* [Selected passage]:
The Omicron variant was first detected in NSW on 28 November 2021 in travellers who had arrived the previous day from Southern Africa via Doha. Community transmission of the variant was detected on 3 December in a school student with no history of international travel. Within a week, hundreds of community transmission cases were associated with an event at the Argyle Nightclub in Newcastle on 8 December. In mid-December, restrictions on masks and gatherings continued to be eased by the government.

In January 2022 drops in consumer spending and confidence were reported consistent with self-imposed restrictions. By 22 January 2022, COVID hospitalizations appeared to have peaked, having passed 120 a day during the Omicron outbreak. Seroprevalence studies of blood donors suggested that approximately one fifth of New South Wales residents may have contracted COVID during the December/January Omicron wave.

==Statistics==

Plot of COVID-19 cumulative cases in New South Wales

Plot of COVID-19 daily cases in New South Wales

Plot of COVID-19 cumulative deaths in NSW

• 11 July 2021 in above graph was first death in Sydney's Delta outbreak

Note: Death plot data up to 19 March 2022

==Event cancellations==
As a consequence of social distancing requirements, lockdowns, travel restrictions, and state or national border closures implemented when the COVID-19 pandemic occurred, numerous events in 2020 and 2021 were cancelled, rescheduled, postponed, reduced in size, or changed location. Some went to an online or streaming format. Some events, such as Vivid Sydney were cancelled for the second year in a row. Into early 2021 events such as regional agricultural shows, and music festivals (Byron Bay Bluesfest and Groovin the Moo) were cancelled. As of 16 January 2021 twenty regional town shows scheduled for January or February 2021 had been postponed or cancelled in New South Wales.

- In 2020, the Sydney Royal Easter Show, the largest ticketed event in Australia, was cancelled only for the third time in its 197-year history. The 2021 Easter show went ahead with restrictions such as limits on patron numbers.
- NSW local council elections due in September 2020 were postponed to September 2021. They were later postponed again to 4 December 2021 due to a wave of delta COVID-19 variant infections that caused numerous lockdowns in the state.
- Vivid Sydney was cancelled in 2020 for the first time in its history, then cancelled again in 2021.
- The 2020 Sydney Writers' Festival suspended ticket sales and are expected to cancel their seasons.
- The Festival of Dangerous Ideas 2020 was cancelled on 16 March.
- The 2020 Byron Bay Bluesfest was cancelled due to the introduction of 14-day self-isolation for anyone entering Australia. The 2021 Bluesfest scheduled for 1–5 April, was also cancelled, one day before it was to commence, by a public health order signed by the Minister for Health Brad Hazzard. A case of community transmission was found in Byron Bay after people linked to the Brisbane 'nurse cluster' visited venues in Byron Bay while unknowingly infectious.

* [Material provided]:
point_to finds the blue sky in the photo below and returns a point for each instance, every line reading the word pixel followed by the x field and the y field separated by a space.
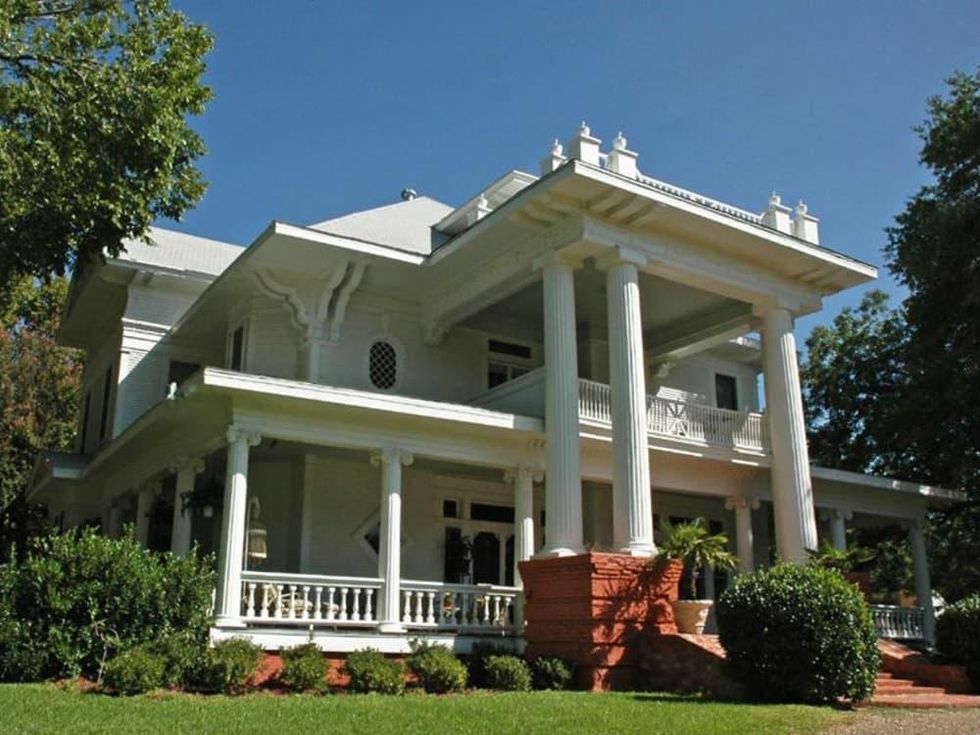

* [The problem]:
Reproduce word for word the part of the passage on COVID-19 in New South Wales starting at "- The 2020 Byron" and ending at "while unknowingly infectious.". The lines after the passage on COVID-19 in New South Wales play no part here.

* [Result of this task]:
- The 2020 Byron Bay Bluesfest was cancelled due to the introduction of 14-day self-isolation for anyone entering Australia. The 2021 Bluesfest scheduled for 1–5 April, was also cancelled, one day before it was to commence, by a public health order signed by the Minister for Health Brad Hazzard. A case of community transmission was found in Byron Bay after people linked to the Brisbane 'nurse cluster' visited venues in Byron Bay while unknowingly infectious.